[Records from a collection]
════════════════
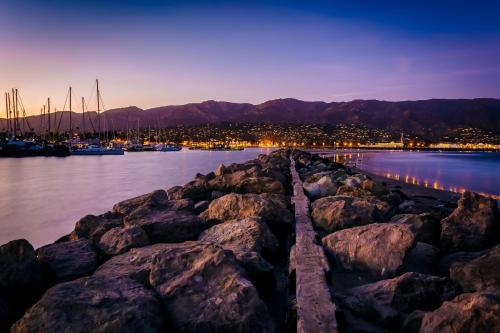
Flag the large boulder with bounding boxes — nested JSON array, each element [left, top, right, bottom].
[[344, 174, 367, 188], [125, 209, 205, 244], [0, 240, 45, 329], [391, 213, 441, 246], [440, 250, 485, 277], [440, 191, 500, 253], [420, 292, 500, 333], [234, 177, 285, 194], [322, 223, 416, 279], [450, 245, 500, 292], [361, 179, 389, 196], [204, 193, 293, 226], [337, 272, 458, 329], [69, 212, 123, 244], [11, 276, 164, 333], [97, 226, 150, 256], [404, 242, 440, 275], [113, 189, 168, 216], [303, 175, 338, 200], [311, 196, 393, 233], [0, 239, 44, 301], [197, 217, 279, 291], [198, 217, 279, 256], [303, 169, 347, 184], [94, 243, 172, 284], [336, 185, 373, 197], [149, 242, 275, 332], [37, 239, 99, 283], [167, 178, 211, 202]]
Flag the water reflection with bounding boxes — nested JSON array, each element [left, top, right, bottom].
[[327, 150, 500, 200]]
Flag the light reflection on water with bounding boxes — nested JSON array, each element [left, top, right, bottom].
[[329, 150, 500, 199], [0, 148, 274, 248]]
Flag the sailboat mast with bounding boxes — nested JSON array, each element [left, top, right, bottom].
[[82, 97, 85, 136], [96, 79, 100, 139], [69, 86, 72, 136], [42, 105, 46, 136], [15, 89, 20, 136], [47, 97, 51, 137], [11, 89, 16, 137], [39, 107, 43, 135], [5, 93, 9, 133]]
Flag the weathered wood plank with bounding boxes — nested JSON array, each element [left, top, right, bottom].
[[290, 156, 338, 333]]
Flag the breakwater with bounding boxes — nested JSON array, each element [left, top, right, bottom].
[[1, 149, 499, 332]]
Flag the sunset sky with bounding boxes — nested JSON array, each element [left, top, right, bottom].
[[2, 0, 500, 115]]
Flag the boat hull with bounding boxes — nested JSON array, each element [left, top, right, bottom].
[[0, 145, 70, 158], [71, 149, 124, 156]]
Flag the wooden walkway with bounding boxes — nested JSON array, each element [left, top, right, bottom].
[[290, 157, 339, 333]]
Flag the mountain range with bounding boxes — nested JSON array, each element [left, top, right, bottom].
[[2, 98, 500, 134]]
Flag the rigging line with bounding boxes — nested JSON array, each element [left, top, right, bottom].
[[16, 92, 33, 131], [39, 105, 45, 133], [98, 92, 106, 112], [87, 80, 96, 111], [83, 97, 96, 133], [56, 88, 70, 133]]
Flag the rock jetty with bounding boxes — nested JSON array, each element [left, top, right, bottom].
[[0, 149, 499, 333]]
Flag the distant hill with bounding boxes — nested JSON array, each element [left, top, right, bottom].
[[2, 98, 500, 134]]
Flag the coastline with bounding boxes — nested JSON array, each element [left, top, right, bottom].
[[1, 149, 499, 332]]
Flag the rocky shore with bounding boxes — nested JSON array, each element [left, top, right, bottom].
[[1, 149, 499, 333]]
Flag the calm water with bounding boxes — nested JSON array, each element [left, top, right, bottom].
[[2, 149, 499, 248], [335, 150, 500, 197], [0, 148, 274, 248]]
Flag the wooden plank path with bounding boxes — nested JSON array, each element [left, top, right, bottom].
[[290, 156, 339, 333]]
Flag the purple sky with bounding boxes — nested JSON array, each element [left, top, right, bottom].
[[1, 0, 500, 115]]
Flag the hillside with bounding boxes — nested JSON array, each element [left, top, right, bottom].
[[1, 98, 499, 134]]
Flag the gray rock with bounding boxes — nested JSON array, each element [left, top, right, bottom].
[[125, 209, 205, 244], [338, 272, 458, 328], [11, 276, 164, 333], [167, 178, 211, 202], [322, 223, 416, 279], [450, 245, 500, 292], [420, 292, 500, 333], [391, 213, 441, 246], [149, 241, 275, 333], [311, 195, 393, 233], [198, 217, 279, 255], [234, 176, 286, 194], [37, 239, 98, 282], [404, 242, 440, 275], [94, 243, 173, 284], [440, 191, 500, 253], [303, 175, 338, 200], [0, 239, 44, 329], [70, 213, 123, 244], [0, 239, 44, 300], [204, 193, 293, 226], [361, 179, 389, 196], [97, 226, 150, 256], [113, 189, 168, 216], [438, 250, 487, 276]]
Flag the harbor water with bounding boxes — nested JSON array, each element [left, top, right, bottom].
[[1, 149, 499, 248], [0, 148, 274, 247]]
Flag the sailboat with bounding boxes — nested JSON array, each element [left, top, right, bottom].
[[71, 80, 124, 156]]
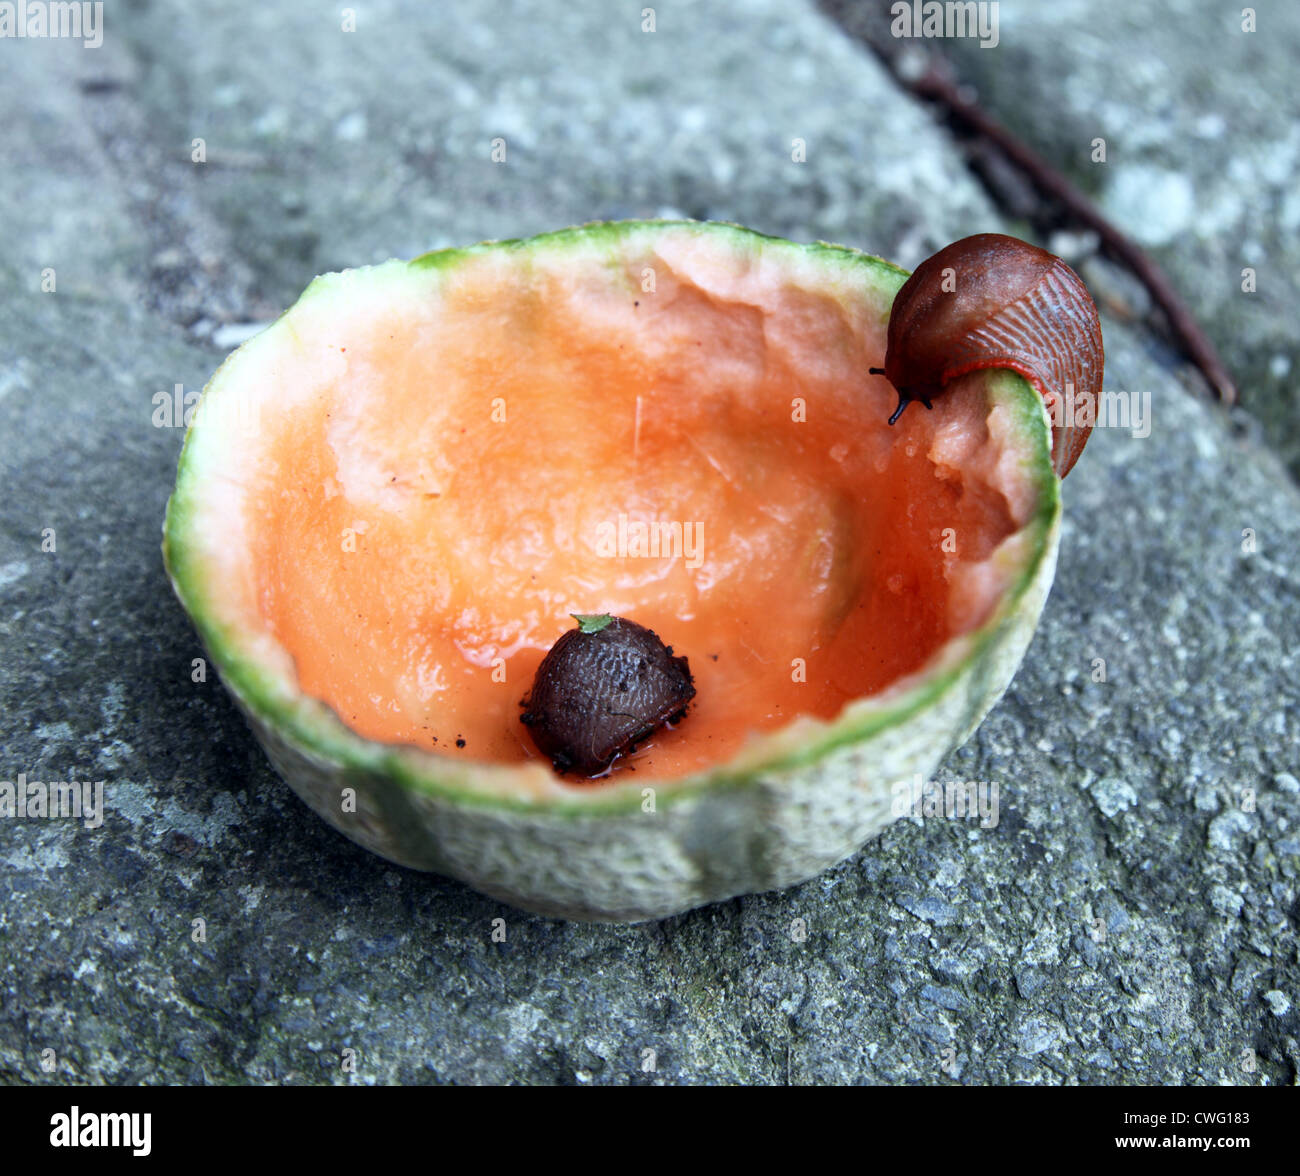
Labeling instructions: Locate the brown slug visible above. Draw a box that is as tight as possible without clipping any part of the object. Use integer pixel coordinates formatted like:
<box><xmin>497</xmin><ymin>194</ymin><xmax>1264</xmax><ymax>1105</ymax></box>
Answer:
<box><xmin>870</xmin><ymin>233</ymin><xmax>1104</xmax><ymax>478</ymax></box>
<box><xmin>521</xmin><ymin>614</ymin><xmax>695</xmax><ymax>778</ymax></box>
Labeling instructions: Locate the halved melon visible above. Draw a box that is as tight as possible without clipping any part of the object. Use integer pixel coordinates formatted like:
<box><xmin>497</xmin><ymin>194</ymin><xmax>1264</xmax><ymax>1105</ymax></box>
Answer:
<box><xmin>163</xmin><ymin>220</ymin><xmax>1060</xmax><ymax>921</ymax></box>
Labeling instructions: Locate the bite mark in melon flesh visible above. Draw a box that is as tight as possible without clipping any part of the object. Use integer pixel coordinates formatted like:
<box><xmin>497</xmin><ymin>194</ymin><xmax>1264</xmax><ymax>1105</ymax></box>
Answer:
<box><xmin>219</xmin><ymin>231</ymin><xmax>1041</xmax><ymax>780</ymax></box>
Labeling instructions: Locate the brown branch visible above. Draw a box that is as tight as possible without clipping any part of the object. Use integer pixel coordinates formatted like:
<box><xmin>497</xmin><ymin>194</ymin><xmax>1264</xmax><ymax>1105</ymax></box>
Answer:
<box><xmin>905</xmin><ymin>64</ymin><xmax>1237</xmax><ymax>406</ymax></box>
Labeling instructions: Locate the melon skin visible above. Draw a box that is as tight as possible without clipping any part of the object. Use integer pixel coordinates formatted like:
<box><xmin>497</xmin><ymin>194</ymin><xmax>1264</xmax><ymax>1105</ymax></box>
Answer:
<box><xmin>163</xmin><ymin>220</ymin><xmax>1061</xmax><ymax>922</ymax></box>
<box><xmin>239</xmin><ymin>527</ymin><xmax>1055</xmax><ymax>921</ymax></box>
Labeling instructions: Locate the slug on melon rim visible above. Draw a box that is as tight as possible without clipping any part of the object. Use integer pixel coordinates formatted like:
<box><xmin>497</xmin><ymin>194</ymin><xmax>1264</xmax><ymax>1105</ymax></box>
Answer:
<box><xmin>870</xmin><ymin>232</ymin><xmax>1105</xmax><ymax>478</ymax></box>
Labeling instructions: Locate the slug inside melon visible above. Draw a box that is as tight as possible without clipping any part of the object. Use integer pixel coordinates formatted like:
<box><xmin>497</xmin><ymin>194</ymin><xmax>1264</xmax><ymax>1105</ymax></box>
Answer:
<box><xmin>163</xmin><ymin>220</ymin><xmax>1069</xmax><ymax>921</ymax></box>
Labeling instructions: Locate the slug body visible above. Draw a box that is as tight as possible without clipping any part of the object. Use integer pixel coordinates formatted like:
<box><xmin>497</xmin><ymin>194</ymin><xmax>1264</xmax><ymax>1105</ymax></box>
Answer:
<box><xmin>873</xmin><ymin>233</ymin><xmax>1104</xmax><ymax>477</ymax></box>
<box><xmin>521</xmin><ymin>616</ymin><xmax>695</xmax><ymax>778</ymax></box>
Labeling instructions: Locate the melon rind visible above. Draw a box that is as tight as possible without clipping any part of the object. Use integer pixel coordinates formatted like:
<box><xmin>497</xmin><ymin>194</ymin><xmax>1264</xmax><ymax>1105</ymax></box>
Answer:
<box><xmin>163</xmin><ymin>220</ymin><xmax>1060</xmax><ymax>922</ymax></box>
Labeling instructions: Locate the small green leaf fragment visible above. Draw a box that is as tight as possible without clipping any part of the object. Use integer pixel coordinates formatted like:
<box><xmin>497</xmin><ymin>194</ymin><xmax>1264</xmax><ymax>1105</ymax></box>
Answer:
<box><xmin>572</xmin><ymin>613</ymin><xmax>614</xmax><ymax>634</ymax></box>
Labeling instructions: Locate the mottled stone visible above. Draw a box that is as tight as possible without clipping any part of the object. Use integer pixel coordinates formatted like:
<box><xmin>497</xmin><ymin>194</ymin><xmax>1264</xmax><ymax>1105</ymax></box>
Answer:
<box><xmin>1</xmin><ymin>0</ymin><xmax>1297</xmax><ymax>1086</ymax></box>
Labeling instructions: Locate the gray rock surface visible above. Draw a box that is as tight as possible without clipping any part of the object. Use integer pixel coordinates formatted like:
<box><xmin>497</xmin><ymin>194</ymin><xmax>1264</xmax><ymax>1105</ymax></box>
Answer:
<box><xmin>1</xmin><ymin>0</ymin><xmax>1297</xmax><ymax>1085</ymax></box>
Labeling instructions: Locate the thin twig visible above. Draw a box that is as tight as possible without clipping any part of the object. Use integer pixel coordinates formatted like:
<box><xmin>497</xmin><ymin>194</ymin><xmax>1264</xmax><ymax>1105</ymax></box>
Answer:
<box><xmin>906</xmin><ymin>64</ymin><xmax>1237</xmax><ymax>405</ymax></box>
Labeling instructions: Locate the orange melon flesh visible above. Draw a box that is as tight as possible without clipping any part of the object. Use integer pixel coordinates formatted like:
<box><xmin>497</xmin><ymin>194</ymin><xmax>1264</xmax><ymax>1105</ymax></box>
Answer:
<box><xmin>226</xmin><ymin>233</ymin><xmax>1035</xmax><ymax>780</ymax></box>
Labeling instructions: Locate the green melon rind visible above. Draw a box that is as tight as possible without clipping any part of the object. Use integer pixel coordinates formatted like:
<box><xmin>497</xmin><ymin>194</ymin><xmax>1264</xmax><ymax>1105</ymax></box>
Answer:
<box><xmin>162</xmin><ymin>219</ymin><xmax>1060</xmax><ymax>922</ymax></box>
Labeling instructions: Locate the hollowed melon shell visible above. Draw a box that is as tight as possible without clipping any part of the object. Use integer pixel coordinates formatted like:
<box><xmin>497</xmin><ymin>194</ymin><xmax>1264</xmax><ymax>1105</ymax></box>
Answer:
<box><xmin>163</xmin><ymin>221</ymin><xmax>1060</xmax><ymax>921</ymax></box>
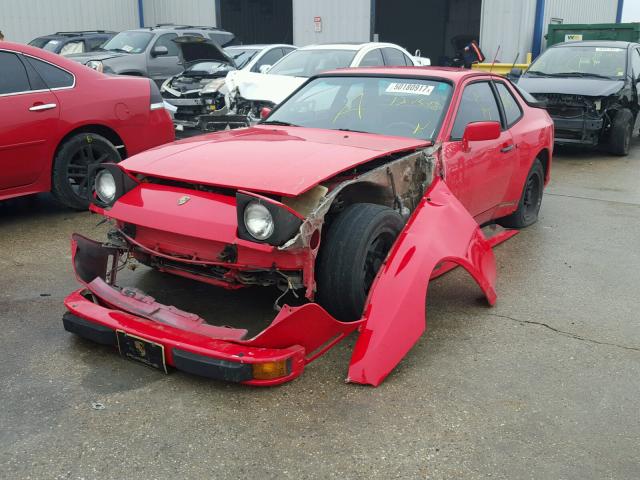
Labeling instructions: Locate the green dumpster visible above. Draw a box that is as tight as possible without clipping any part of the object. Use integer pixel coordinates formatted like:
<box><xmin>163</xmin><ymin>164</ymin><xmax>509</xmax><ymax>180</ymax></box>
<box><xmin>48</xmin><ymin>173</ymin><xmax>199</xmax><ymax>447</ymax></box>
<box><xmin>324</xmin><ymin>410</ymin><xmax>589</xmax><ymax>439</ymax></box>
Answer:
<box><xmin>546</xmin><ymin>23</ymin><xmax>640</xmax><ymax>48</ymax></box>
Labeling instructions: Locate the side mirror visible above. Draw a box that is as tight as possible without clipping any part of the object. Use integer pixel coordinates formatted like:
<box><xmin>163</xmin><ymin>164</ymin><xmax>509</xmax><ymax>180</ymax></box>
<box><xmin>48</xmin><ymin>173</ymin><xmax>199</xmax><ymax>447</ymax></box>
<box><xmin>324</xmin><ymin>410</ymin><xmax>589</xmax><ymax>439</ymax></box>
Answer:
<box><xmin>462</xmin><ymin>121</ymin><xmax>500</xmax><ymax>150</ymax></box>
<box><xmin>260</xmin><ymin>107</ymin><xmax>272</xmax><ymax>120</ymax></box>
<box><xmin>151</xmin><ymin>45</ymin><xmax>169</xmax><ymax>57</ymax></box>
<box><xmin>510</xmin><ymin>67</ymin><xmax>523</xmax><ymax>78</ymax></box>
<box><xmin>259</xmin><ymin>64</ymin><xmax>272</xmax><ymax>74</ymax></box>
════════════════
:: Task to carry out ::
Check each line of the records above for the word "rind" and report how many lines have it, as a number only.

:: Completed exercise ::
2